Source document:
- - -

FP: Gracias companero. Ojala esto se resuelve pacificamente.
Chris: by virtue of European colonisation and being located in the Western Hemisphere, Latin America is considered part of “Western” civilisation. Thus your comment about “Western views,” and the vulgar stereotypes you mention, are not “Western.” Do you mean “Northern” or “Anglo-Saxon?”
Fo: the comment by the Supreme Court justice that Chavez was ruling Honduras by Zelaya as proxy replicates a standard accusation by conservative Latin American elites regarding Left leaders. Allende was accused of being Castro’s proxy by the 1973 Chilean coup leaders and their civilian allies. Joao Goulart was accused of being a socialist puppet of Castro by the Brazilian generals in 1964. The same goes for the Sandinistas in the 1980s. It is a tired canard, and underscores my point about why the military really intervened: it was about drawing a line in the perceived Boliviarian sand much more than about Zelaya’s actions per se.
Chris, Fo and Nicholas: do you really want the military to be the ulitmate arbiters of political disputes in a democracy? Do you really believe that this is a good precedent? Have you really thought through what that exactly means (having the military as the ultimate determinants of who gets to rule)? It strikes me that you may not have lived through a coup or under a military regime (which I have) because otherwise you would be much less absolute in your convictions on this matter.
Without wanting to appear pedantic, and reiterating that I have lived through and been a participant observer in several LATAM coups as well as having professionally written about coups at some length, let me point out some additional facts:
Military coups are the product of push and pull factors. Pull factors are events external to the military that pull them into political intervention. These include civil unrest, institutional failure and civilian elite pleading. Push factors are factors internal to the military that push them to intervene. This include corporate prerogatives and organization, internal factionalisation, inter-service rivalries and strategic perspective. In the Honduran case, there was no mass civil unrest or institutional failure present at the time Zelaya was ousted. Instead, it was conservative civilian elite pleading that pulled the military into intervening on their behalf, which demonstrates their lack of confidence in civilian political institutions. Nothing Zelaya has done could not have been resolved via civliian institutional channels, but in asking for early military intervention the conservative elites abdicated their responsiblities to do so. Remember that the Supreme Court and military are among the most conservative elements in Honduran society. Now, though their actions, they have preciptated both an insitutional and socio-political crisis that could have been averted or resolved via peaceful means.
The push factors that led to this intervention have been outlined in the post, and have mostly to do with the Honduran military’s visceral distaste for anything that smacks of “communism.”

- - -

Extracted records:
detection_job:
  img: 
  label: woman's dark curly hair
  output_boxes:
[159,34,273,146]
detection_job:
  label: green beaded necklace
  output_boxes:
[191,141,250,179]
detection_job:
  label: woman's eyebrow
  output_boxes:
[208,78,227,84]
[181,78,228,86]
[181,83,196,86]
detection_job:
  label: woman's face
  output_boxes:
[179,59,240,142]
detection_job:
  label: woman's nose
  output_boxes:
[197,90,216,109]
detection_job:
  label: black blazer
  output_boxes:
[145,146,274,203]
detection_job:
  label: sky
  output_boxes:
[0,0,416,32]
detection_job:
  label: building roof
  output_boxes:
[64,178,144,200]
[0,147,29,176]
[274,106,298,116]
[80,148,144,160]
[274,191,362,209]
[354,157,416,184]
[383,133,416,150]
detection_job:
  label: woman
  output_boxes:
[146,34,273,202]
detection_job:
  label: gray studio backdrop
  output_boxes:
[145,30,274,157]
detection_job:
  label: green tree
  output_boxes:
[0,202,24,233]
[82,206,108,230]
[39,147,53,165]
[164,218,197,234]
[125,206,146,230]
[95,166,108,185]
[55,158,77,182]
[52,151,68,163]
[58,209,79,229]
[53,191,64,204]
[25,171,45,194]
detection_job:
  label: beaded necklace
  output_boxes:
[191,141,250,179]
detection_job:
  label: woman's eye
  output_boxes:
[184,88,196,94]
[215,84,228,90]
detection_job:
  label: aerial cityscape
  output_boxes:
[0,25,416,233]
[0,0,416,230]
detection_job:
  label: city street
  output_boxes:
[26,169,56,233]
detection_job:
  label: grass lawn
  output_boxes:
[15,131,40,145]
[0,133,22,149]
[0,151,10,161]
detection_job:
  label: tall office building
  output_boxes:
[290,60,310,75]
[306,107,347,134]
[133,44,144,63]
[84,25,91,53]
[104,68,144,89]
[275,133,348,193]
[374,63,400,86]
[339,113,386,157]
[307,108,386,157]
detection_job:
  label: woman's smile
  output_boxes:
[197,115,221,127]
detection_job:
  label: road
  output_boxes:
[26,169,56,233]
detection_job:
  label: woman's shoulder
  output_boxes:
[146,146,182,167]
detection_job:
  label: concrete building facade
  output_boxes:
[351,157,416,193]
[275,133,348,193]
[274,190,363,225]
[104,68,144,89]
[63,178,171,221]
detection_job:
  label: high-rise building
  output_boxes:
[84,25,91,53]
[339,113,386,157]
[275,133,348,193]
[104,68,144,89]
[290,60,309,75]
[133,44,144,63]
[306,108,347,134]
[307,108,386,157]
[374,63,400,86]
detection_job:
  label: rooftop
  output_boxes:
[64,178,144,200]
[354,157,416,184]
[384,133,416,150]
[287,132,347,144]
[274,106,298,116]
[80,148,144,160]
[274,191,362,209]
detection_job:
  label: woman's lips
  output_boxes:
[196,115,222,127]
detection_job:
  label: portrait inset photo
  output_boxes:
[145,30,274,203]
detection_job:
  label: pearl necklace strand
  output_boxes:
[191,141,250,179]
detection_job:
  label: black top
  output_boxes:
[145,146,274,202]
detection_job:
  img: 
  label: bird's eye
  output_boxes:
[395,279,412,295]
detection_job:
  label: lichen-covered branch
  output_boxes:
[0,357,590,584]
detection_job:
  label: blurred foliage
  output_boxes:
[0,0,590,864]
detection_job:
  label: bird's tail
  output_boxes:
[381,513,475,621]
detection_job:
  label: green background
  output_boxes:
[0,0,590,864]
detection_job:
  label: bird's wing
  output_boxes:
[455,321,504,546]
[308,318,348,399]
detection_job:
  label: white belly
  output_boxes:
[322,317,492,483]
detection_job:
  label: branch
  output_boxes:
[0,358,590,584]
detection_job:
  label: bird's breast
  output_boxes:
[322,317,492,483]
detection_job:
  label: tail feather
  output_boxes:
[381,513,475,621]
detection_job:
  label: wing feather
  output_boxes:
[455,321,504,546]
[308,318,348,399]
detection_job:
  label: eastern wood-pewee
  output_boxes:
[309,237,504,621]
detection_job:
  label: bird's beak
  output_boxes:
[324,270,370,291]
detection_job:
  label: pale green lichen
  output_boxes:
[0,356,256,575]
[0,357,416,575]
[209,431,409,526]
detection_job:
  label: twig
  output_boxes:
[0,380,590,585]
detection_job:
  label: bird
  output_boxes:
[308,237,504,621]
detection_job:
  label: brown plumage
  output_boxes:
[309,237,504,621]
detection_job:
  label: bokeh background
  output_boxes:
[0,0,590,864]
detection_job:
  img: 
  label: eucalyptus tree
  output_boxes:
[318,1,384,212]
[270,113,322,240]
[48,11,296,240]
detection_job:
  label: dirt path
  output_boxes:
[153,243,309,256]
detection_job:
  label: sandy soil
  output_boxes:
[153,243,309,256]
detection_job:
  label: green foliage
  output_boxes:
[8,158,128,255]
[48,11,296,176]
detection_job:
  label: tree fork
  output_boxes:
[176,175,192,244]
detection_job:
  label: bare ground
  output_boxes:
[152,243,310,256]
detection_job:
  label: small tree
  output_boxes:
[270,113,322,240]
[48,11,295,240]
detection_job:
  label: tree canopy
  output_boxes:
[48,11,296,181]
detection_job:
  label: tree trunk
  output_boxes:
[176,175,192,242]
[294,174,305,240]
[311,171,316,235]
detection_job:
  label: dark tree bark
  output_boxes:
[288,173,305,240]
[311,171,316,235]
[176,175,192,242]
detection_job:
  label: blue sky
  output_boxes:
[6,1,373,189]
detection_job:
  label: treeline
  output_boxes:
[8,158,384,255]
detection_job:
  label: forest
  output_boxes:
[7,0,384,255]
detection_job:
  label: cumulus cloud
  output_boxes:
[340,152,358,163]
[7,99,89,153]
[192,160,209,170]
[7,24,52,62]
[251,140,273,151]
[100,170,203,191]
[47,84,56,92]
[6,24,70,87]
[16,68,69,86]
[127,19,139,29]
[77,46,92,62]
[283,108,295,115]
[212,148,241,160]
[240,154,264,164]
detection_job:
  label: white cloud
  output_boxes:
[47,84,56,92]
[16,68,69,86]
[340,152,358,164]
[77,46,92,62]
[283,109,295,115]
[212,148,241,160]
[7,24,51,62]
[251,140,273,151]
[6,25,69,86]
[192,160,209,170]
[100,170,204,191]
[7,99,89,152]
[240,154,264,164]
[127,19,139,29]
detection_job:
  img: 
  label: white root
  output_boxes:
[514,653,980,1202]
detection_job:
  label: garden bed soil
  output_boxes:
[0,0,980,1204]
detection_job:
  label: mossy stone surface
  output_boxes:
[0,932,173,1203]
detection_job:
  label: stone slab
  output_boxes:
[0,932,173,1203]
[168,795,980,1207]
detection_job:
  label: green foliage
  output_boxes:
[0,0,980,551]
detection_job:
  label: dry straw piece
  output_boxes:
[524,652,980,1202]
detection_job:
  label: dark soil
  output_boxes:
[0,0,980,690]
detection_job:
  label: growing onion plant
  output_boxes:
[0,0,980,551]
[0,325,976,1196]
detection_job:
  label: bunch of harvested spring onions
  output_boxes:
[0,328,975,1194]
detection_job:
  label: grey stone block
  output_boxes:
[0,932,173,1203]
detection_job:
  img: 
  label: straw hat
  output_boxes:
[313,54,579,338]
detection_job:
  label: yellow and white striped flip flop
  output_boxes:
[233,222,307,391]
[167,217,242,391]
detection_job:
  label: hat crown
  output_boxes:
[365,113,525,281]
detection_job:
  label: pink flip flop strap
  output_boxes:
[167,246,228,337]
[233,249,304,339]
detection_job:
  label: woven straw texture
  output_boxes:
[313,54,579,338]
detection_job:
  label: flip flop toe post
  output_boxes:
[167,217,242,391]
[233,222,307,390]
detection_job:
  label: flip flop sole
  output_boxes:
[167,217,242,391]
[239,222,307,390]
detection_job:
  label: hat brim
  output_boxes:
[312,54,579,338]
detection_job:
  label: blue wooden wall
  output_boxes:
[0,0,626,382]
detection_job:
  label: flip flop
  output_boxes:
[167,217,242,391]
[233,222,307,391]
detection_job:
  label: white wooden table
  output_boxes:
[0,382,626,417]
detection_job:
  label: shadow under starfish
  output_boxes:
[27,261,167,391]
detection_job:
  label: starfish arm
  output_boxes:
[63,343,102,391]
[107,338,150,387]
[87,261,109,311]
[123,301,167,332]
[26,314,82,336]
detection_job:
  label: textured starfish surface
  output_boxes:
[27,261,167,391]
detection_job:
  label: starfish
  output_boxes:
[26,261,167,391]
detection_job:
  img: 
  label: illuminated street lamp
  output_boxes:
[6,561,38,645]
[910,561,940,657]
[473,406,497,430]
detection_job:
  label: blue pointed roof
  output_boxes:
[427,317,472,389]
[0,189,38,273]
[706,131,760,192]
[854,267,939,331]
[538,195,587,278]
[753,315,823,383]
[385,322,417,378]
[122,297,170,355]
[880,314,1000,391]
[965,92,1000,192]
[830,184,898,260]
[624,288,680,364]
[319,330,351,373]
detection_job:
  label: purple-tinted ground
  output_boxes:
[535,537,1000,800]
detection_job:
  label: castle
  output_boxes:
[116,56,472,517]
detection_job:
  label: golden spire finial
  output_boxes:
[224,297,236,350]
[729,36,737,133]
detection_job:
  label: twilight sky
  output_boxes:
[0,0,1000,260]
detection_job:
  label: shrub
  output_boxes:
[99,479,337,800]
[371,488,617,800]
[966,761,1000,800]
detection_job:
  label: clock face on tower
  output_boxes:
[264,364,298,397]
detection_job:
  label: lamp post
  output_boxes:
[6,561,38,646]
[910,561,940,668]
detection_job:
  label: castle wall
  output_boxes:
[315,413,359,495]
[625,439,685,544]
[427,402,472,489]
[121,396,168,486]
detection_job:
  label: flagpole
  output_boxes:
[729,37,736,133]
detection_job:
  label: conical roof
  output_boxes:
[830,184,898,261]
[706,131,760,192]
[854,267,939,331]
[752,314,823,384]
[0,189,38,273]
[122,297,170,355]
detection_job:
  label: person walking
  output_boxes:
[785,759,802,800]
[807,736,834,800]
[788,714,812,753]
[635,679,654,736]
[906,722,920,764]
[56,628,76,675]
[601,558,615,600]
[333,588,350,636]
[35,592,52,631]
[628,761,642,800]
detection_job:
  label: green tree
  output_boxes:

- - -

To do:
A. Please reproduce the passage of the comment on the Honduran coup between "Chris, Fo and" and "on this matter.", inclusive.
B. Answer these questions from the comment on the Honduran coup:
(i) According to the comment, whose proxy was Allende accused of being by the 1973 Chilean coup leaders?
(ii) Which three pull factors does the comment list?
(iii) What does the comment say the push factors behind this intervention mostly have to do with?

Responses by task:
A.
Chris, Fo and Nicholas: do you really want the military to be the ulitmate arbiters of political disputes in a democracy? Do you really believe that this is a good precedent? Have you really thought through what that exactly means (having the military as the ultimate determinants of who gets to rule)? It strikes me that you may not have lived through a coup or under a military regime (which I have) because otherwise you would be much less absolute in your convictions on this matter.

B.
(i) Castro's.
(ii) Civil unrest, institutional failure and civilian elite pleading.
(iii) The Honduran military's visceral distaste for anything that smacks of "communism."